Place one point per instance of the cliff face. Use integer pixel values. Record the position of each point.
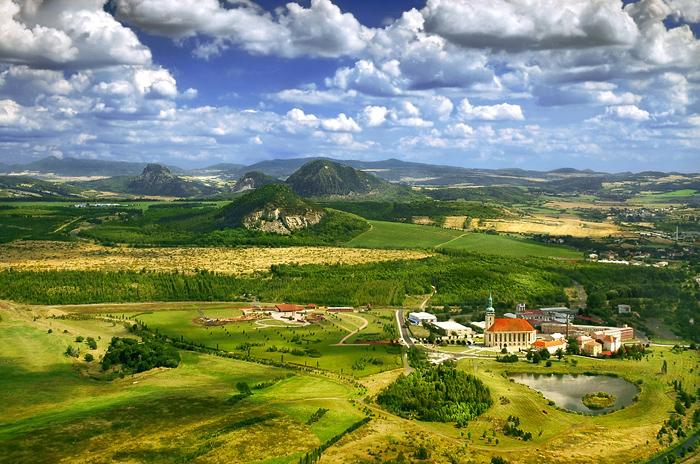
(272, 208)
(278, 221)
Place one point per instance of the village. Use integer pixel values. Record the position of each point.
(521, 331)
(536, 329)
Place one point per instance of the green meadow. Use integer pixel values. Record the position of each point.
(54, 409)
(315, 345)
(399, 235)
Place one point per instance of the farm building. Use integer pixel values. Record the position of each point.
(288, 308)
(611, 342)
(453, 330)
(505, 332)
(421, 317)
(624, 309)
(340, 309)
(550, 345)
(625, 332)
(589, 346)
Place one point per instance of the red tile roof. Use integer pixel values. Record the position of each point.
(506, 324)
(545, 343)
(288, 308)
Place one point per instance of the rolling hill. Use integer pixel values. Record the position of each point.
(27, 187)
(154, 180)
(254, 179)
(324, 178)
(75, 167)
(271, 208)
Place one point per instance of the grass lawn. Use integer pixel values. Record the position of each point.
(51, 411)
(298, 345)
(508, 246)
(627, 435)
(400, 235)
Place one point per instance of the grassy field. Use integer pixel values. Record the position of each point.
(627, 435)
(558, 225)
(399, 235)
(508, 246)
(52, 411)
(314, 345)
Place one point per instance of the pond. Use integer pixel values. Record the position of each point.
(566, 390)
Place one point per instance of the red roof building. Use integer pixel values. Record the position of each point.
(288, 308)
(506, 324)
(551, 345)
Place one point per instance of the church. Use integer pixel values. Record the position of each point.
(504, 332)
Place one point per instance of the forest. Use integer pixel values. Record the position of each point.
(189, 225)
(437, 394)
(130, 356)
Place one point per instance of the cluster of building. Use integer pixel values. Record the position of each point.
(449, 330)
(515, 332)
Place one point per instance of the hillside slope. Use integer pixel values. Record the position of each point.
(254, 179)
(271, 208)
(323, 178)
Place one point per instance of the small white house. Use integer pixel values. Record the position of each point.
(624, 309)
(421, 317)
(453, 330)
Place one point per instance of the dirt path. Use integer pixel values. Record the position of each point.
(450, 240)
(360, 328)
(63, 226)
(427, 298)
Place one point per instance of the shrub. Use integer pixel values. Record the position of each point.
(131, 356)
(437, 393)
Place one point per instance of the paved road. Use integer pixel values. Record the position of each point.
(422, 305)
(405, 340)
(403, 330)
(362, 326)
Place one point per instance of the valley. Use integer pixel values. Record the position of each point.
(286, 296)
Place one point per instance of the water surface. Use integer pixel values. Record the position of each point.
(567, 390)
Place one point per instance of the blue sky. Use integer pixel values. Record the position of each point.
(536, 84)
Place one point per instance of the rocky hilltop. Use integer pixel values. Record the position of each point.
(158, 180)
(323, 177)
(271, 208)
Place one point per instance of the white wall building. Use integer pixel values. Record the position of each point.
(421, 317)
(454, 330)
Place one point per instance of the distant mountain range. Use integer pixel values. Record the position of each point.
(391, 170)
(75, 167)
(324, 178)
(254, 179)
(154, 180)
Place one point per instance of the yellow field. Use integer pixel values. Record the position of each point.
(454, 222)
(42, 255)
(540, 224)
(422, 220)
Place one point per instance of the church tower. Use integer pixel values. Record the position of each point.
(490, 314)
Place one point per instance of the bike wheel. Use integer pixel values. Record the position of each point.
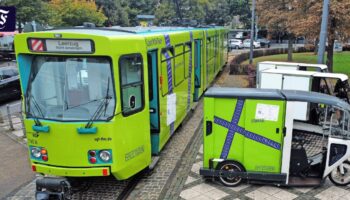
(341, 175)
(231, 166)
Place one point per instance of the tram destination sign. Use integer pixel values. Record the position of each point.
(61, 46)
(79, 46)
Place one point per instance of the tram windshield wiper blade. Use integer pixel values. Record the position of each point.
(30, 100)
(99, 109)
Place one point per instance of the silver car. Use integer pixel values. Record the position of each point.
(235, 44)
(246, 44)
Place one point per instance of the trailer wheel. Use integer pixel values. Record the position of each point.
(231, 166)
(341, 175)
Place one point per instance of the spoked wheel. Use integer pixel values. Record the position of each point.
(341, 175)
(230, 166)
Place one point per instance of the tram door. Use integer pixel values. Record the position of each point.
(197, 68)
(153, 98)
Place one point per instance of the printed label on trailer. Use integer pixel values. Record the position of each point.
(79, 46)
(267, 112)
(171, 108)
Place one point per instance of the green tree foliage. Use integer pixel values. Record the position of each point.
(115, 11)
(140, 7)
(76, 12)
(27, 11)
(165, 13)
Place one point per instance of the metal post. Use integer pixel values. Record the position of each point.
(252, 34)
(323, 32)
(9, 117)
(1, 119)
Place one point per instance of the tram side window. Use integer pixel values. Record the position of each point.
(164, 69)
(179, 74)
(131, 73)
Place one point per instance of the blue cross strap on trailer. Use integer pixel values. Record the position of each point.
(255, 135)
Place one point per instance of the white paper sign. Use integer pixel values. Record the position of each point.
(83, 46)
(267, 112)
(171, 108)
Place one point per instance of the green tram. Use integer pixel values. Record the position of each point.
(101, 101)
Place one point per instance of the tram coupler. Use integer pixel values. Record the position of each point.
(53, 188)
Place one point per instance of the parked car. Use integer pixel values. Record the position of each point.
(264, 42)
(9, 84)
(235, 44)
(246, 44)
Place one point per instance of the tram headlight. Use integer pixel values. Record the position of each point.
(105, 156)
(36, 152)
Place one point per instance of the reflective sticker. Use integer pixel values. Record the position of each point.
(171, 114)
(267, 112)
(189, 75)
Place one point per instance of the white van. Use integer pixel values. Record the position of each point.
(329, 83)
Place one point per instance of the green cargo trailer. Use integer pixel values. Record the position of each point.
(252, 134)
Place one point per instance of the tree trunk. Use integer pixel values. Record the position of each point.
(290, 48)
(316, 45)
(330, 52)
(330, 47)
(19, 27)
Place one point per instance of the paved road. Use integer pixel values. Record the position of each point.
(14, 166)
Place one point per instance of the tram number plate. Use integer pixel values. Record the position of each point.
(73, 46)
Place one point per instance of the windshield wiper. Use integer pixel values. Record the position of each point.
(99, 109)
(31, 98)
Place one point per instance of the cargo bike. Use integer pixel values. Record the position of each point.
(254, 135)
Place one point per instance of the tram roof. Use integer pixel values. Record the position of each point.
(274, 94)
(112, 31)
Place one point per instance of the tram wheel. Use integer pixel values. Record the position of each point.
(231, 166)
(340, 178)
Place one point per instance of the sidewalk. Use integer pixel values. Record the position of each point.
(15, 170)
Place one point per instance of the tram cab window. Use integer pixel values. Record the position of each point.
(131, 73)
(70, 88)
(337, 122)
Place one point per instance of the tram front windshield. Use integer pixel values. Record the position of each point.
(70, 88)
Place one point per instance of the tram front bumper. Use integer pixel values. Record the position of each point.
(71, 172)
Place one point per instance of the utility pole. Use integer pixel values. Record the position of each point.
(252, 34)
(323, 32)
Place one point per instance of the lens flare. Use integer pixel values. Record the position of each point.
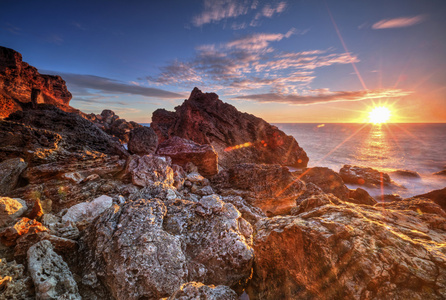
(379, 115)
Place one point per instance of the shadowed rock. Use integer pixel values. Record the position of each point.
(237, 137)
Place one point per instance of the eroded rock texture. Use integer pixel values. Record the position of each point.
(148, 249)
(237, 137)
(347, 251)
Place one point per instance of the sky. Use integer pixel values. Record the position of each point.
(307, 61)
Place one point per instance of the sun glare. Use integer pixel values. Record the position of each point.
(379, 115)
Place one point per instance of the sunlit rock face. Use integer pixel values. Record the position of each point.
(147, 249)
(17, 79)
(349, 251)
(237, 137)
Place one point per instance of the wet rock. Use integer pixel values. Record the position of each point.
(183, 151)
(51, 276)
(328, 180)
(149, 249)
(9, 235)
(10, 171)
(350, 251)
(236, 137)
(10, 210)
(197, 290)
(149, 169)
(360, 196)
(364, 176)
(271, 188)
(87, 211)
(438, 196)
(142, 140)
(17, 285)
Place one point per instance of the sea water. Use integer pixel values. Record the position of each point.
(386, 147)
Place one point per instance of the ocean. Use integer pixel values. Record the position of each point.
(386, 147)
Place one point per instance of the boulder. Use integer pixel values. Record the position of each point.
(271, 188)
(438, 196)
(183, 151)
(237, 137)
(197, 290)
(148, 249)
(87, 211)
(18, 80)
(349, 251)
(364, 176)
(10, 171)
(142, 140)
(10, 210)
(328, 180)
(51, 276)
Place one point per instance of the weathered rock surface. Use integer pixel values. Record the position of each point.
(10, 210)
(350, 251)
(364, 176)
(148, 249)
(237, 137)
(183, 151)
(109, 122)
(142, 141)
(17, 79)
(51, 276)
(197, 290)
(10, 171)
(438, 196)
(87, 211)
(271, 188)
(17, 285)
(328, 180)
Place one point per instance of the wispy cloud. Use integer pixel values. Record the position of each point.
(324, 96)
(112, 86)
(399, 22)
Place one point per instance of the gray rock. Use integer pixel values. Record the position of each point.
(51, 276)
(10, 171)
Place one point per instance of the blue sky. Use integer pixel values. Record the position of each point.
(285, 61)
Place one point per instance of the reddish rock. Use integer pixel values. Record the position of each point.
(237, 137)
(183, 151)
(364, 176)
(18, 79)
(9, 235)
(271, 188)
(328, 180)
(142, 141)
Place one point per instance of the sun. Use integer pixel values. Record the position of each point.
(379, 115)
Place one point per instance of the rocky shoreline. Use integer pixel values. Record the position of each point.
(201, 205)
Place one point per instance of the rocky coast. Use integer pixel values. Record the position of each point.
(201, 205)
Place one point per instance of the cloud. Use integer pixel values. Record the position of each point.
(398, 22)
(324, 96)
(112, 86)
(217, 10)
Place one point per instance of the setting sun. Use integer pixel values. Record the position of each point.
(379, 115)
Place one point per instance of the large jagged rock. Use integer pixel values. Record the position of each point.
(51, 276)
(147, 249)
(328, 180)
(349, 251)
(197, 290)
(237, 137)
(364, 176)
(272, 188)
(183, 151)
(10, 171)
(109, 122)
(18, 79)
(10, 210)
(142, 141)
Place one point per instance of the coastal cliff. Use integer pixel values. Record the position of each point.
(81, 217)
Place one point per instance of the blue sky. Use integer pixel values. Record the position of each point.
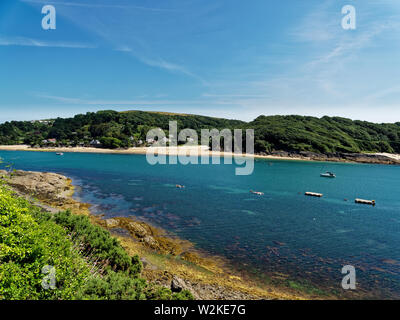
(233, 58)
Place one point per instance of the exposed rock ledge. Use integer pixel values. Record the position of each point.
(53, 192)
(373, 158)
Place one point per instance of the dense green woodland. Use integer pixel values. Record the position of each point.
(288, 133)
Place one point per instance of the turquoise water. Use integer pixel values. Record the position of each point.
(283, 231)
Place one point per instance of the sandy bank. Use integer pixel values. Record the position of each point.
(373, 158)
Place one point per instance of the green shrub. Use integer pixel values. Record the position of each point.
(99, 242)
(26, 246)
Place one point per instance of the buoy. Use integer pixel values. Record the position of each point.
(362, 201)
(314, 194)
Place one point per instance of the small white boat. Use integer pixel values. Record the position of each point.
(328, 175)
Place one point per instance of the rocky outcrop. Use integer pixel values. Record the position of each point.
(52, 189)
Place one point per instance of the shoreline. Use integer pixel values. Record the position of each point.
(372, 158)
(165, 257)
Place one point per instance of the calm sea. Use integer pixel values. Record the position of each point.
(281, 236)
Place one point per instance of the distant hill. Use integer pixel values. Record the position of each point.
(288, 133)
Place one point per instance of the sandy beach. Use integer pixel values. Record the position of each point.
(375, 158)
(181, 150)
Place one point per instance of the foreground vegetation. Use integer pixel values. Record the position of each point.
(88, 262)
(111, 129)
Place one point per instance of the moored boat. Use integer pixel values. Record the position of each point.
(328, 175)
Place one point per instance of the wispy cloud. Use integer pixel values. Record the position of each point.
(103, 25)
(92, 5)
(28, 42)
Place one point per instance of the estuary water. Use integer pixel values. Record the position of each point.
(282, 236)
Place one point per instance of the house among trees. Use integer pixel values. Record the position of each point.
(95, 143)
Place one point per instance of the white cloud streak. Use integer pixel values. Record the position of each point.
(28, 42)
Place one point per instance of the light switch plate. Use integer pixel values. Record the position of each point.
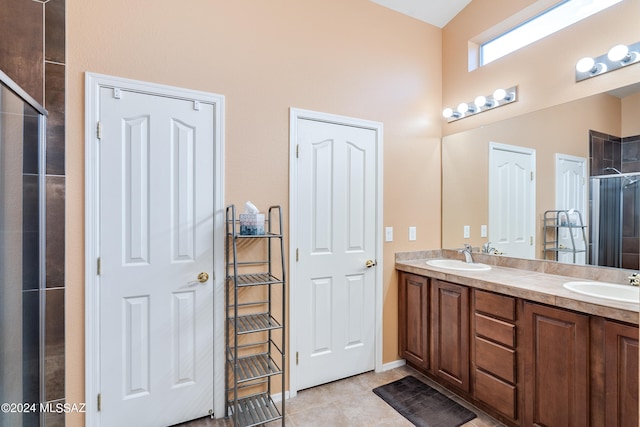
(388, 234)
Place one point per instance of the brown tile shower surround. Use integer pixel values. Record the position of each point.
(351, 403)
(32, 53)
(623, 154)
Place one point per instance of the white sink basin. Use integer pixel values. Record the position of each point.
(454, 264)
(606, 290)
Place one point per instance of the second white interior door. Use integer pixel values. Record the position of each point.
(335, 303)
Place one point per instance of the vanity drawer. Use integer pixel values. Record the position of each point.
(496, 330)
(496, 359)
(496, 305)
(496, 393)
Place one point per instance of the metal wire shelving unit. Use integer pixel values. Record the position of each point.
(255, 332)
(556, 220)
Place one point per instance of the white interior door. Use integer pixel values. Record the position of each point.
(571, 193)
(512, 199)
(156, 236)
(336, 234)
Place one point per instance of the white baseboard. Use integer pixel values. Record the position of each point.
(393, 365)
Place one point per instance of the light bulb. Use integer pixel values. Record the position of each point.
(480, 101)
(499, 94)
(618, 53)
(585, 65)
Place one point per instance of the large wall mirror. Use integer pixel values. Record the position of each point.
(563, 132)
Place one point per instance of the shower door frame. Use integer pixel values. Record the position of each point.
(594, 214)
(42, 126)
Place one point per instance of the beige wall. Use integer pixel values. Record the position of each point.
(630, 114)
(562, 129)
(353, 58)
(543, 71)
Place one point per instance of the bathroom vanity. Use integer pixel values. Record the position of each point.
(515, 342)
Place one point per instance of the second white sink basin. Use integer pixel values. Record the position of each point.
(454, 264)
(606, 290)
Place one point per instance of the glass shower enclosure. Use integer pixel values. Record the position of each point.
(615, 220)
(22, 130)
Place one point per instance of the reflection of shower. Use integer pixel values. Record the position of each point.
(628, 181)
(615, 216)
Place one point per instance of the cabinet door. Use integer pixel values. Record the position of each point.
(621, 375)
(556, 363)
(450, 326)
(413, 296)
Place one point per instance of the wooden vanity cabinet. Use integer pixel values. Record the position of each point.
(450, 333)
(494, 356)
(525, 363)
(413, 313)
(556, 367)
(621, 374)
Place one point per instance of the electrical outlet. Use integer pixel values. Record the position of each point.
(388, 234)
(412, 233)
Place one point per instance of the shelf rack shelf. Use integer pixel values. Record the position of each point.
(556, 220)
(255, 326)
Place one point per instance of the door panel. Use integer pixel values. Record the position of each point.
(512, 200)
(336, 229)
(156, 235)
(571, 177)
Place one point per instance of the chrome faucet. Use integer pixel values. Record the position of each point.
(467, 253)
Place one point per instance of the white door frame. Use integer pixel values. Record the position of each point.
(497, 146)
(93, 83)
(585, 196)
(296, 114)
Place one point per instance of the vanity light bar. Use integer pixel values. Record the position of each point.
(618, 56)
(497, 99)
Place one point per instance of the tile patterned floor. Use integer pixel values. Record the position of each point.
(350, 403)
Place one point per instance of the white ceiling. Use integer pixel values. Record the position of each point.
(434, 12)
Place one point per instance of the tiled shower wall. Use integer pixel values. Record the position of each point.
(624, 155)
(32, 53)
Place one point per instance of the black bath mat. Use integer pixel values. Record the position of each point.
(423, 405)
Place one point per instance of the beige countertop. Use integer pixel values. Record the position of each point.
(539, 281)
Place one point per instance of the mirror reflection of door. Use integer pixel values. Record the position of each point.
(571, 179)
(512, 199)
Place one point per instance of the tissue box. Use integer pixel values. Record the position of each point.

++++++++++++++++++++

#### Exercise prompt:
Extract, exactly, the lines above that begin at the line containing "Place one point per instance of the wooden" and end at the final line of the records; add no other text.

#### Answer to the exercise:
Place one point per instance of the wooden vanity cabinet. Use integer pixel values. Record the position of each point.
(450, 333)
(494, 356)
(525, 363)
(413, 313)
(556, 367)
(621, 374)
Place one point per instance of the electrical outlet. Use integer pixel values. Record the position of each point.
(388, 234)
(412, 233)
Place one point per instance of the shelf rack shelf. Use integer pixel values. Record the position of each point.
(556, 220)
(255, 326)
Place one point per instance of the door panel. Use integer pixel values. Record the position of each point.
(512, 200)
(336, 229)
(156, 235)
(571, 177)
Place one point per instance of the chrome faucet. Use integer pixel values. Record the position of each point.
(467, 253)
Place one point per instance of the white door frame. Use integer pixel values. Record the position of each point.
(497, 146)
(93, 83)
(585, 196)
(296, 114)
Place one point per instance of the vanity light bar. Use integer pixel values. Record the position of each point.
(618, 56)
(497, 99)
Place one point per instance of the tile patterned floor. Use integer pixel values. Record the position of each point.
(350, 403)
Place one point per instance of the white ceiling. Use integer pixel values. Record the position of each point.
(434, 12)
Place one point per instance of the tiled shower wall. Use integer pixel values. Record the position of each point.
(624, 155)
(32, 53)
Place one point per instance of the black bath mat. Use integer pixel values. Record the position of each point.
(423, 405)
Place one point per instance of the beige countertop. Use integer pixel values. Record the position of each point.
(539, 281)
Place one point per instance of the mirror reflection of door. Use integer pixel values. Record the position of each point.
(571, 179)
(512, 199)
Place one point per instance of the tissue box. Use integer pixel values. Record the position of each point.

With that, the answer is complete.